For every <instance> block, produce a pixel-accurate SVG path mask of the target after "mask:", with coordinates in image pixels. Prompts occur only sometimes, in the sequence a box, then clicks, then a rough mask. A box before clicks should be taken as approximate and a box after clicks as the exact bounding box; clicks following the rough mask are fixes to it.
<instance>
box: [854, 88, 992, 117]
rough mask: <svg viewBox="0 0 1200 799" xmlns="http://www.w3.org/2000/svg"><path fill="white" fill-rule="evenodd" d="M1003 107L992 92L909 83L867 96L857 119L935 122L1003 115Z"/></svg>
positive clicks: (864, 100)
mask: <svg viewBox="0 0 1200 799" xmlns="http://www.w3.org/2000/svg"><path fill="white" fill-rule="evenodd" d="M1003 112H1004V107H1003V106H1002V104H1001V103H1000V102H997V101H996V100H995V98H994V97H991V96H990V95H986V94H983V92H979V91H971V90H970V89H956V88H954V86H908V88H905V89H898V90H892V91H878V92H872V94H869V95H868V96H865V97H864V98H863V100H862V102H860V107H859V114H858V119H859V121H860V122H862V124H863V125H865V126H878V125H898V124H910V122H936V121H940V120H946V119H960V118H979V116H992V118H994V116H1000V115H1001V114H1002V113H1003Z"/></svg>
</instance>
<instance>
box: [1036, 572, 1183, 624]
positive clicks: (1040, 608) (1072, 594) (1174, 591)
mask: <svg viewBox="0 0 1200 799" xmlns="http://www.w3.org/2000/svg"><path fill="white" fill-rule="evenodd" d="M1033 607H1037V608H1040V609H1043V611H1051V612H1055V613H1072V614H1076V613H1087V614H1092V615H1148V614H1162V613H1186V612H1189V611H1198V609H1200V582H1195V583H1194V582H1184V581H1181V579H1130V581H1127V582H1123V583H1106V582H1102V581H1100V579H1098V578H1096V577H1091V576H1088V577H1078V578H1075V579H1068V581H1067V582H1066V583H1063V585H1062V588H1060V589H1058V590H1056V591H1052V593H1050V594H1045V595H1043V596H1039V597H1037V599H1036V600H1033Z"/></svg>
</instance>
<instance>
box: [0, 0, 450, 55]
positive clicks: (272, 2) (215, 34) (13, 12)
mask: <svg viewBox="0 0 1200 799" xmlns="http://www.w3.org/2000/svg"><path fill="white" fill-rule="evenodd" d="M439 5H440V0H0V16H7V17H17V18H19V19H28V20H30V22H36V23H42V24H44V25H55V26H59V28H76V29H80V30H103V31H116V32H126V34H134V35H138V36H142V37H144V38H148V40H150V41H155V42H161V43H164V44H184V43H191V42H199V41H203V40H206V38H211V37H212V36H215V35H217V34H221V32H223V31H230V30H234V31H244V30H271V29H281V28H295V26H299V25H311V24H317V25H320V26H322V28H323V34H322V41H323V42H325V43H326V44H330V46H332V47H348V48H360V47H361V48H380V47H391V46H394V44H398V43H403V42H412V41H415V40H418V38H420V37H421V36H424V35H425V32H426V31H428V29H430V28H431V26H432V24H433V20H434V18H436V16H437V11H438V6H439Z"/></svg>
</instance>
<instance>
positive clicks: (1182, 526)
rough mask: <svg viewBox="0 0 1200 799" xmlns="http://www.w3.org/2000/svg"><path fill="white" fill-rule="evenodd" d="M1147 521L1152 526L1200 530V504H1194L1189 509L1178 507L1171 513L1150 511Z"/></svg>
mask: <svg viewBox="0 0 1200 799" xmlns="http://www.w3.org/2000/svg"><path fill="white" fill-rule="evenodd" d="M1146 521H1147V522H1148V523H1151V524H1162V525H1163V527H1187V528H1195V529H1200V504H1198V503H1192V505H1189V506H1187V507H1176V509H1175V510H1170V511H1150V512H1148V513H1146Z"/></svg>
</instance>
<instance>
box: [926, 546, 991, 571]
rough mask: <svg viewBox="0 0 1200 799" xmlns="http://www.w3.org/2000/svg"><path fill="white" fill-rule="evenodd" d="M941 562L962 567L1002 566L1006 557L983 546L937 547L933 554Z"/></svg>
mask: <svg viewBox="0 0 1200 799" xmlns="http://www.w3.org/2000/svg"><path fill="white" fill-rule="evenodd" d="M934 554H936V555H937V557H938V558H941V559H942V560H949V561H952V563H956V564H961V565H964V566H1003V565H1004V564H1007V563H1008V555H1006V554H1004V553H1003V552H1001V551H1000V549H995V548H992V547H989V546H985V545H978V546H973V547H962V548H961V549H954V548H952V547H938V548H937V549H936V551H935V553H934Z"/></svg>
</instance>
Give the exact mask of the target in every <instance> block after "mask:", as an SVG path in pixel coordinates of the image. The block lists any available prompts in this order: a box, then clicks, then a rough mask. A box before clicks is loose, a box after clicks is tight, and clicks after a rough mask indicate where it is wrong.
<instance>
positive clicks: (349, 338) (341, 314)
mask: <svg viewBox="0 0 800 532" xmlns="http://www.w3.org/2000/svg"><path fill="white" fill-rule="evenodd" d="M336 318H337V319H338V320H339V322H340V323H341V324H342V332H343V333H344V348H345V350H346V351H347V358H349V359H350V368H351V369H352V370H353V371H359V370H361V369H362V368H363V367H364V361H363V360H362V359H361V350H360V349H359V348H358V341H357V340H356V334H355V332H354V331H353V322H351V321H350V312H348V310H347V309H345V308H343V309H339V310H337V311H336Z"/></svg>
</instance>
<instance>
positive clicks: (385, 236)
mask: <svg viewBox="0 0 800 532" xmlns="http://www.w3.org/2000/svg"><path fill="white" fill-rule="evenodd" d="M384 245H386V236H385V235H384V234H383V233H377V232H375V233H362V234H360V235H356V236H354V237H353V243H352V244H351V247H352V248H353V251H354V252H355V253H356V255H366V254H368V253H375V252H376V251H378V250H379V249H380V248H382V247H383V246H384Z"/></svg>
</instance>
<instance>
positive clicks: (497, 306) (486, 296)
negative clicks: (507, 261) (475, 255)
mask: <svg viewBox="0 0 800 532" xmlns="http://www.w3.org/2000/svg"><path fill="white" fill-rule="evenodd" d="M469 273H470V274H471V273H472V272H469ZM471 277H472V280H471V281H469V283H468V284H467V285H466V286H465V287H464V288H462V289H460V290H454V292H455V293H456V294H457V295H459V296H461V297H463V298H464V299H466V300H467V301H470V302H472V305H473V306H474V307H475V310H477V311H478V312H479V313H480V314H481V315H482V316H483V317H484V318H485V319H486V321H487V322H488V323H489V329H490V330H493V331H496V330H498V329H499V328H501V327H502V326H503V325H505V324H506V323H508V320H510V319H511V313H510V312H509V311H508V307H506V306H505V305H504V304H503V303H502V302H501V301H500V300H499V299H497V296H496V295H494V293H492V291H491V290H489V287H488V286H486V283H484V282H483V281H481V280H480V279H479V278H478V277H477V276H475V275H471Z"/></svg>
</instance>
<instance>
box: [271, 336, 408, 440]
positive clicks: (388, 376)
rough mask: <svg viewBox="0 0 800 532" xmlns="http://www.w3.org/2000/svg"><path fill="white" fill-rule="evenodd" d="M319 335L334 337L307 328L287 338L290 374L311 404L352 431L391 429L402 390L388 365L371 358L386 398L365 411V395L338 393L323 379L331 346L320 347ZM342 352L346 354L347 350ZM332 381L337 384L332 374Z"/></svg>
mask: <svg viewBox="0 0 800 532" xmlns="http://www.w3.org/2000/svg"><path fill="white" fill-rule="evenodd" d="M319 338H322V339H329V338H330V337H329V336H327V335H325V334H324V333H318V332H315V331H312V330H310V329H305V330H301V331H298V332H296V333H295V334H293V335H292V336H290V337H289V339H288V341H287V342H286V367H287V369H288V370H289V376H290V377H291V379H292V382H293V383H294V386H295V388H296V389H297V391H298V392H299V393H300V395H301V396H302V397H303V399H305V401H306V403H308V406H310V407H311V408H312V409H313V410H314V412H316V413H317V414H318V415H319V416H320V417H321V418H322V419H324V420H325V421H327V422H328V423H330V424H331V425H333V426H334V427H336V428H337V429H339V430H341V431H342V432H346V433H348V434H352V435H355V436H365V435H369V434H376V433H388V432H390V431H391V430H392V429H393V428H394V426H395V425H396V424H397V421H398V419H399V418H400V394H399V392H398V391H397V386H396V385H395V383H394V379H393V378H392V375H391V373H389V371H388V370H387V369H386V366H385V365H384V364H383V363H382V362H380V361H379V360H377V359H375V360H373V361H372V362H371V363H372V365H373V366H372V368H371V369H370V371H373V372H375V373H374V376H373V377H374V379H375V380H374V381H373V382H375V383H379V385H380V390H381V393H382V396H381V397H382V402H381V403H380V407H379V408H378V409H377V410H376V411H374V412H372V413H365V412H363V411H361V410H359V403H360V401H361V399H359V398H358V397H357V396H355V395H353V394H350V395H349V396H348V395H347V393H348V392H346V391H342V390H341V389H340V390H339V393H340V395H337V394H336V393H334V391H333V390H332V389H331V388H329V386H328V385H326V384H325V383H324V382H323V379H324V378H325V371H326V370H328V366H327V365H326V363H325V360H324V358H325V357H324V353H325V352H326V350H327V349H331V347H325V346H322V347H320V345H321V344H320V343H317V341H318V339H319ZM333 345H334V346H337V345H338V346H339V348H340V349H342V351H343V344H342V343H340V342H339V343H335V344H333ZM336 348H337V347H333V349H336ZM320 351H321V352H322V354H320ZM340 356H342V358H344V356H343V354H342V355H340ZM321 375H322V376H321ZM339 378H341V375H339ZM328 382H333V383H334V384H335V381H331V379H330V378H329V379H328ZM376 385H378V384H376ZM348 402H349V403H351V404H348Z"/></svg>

Assignment:
Reproduce the stretch from the start of the records through the line that contains "positive clicks: (864, 100)", renaming "rough mask" to "coarse mask" everywhere in it and changing nothing else.

Output for this exercise:
For every <instance> block, produce a pixel-accurate SVG path mask of the target after "mask:", with coordinates in image pixels. Prompts occur only sometimes, in the sequence a box, then clicks, then a coarse mask. A box before clicks should be taken as approximate and a box after clicks as the exact bounding box; clicks following the coarse mask are fixes to it.
<instance>
box: [854, 88, 992, 117]
coarse mask: <svg viewBox="0 0 1200 799" xmlns="http://www.w3.org/2000/svg"><path fill="white" fill-rule="evenodd" d="M1003 107L992 92L909 83L867 96L857 119L935 122L1003 115Z"/></svg>
positive clicks: (864, 100)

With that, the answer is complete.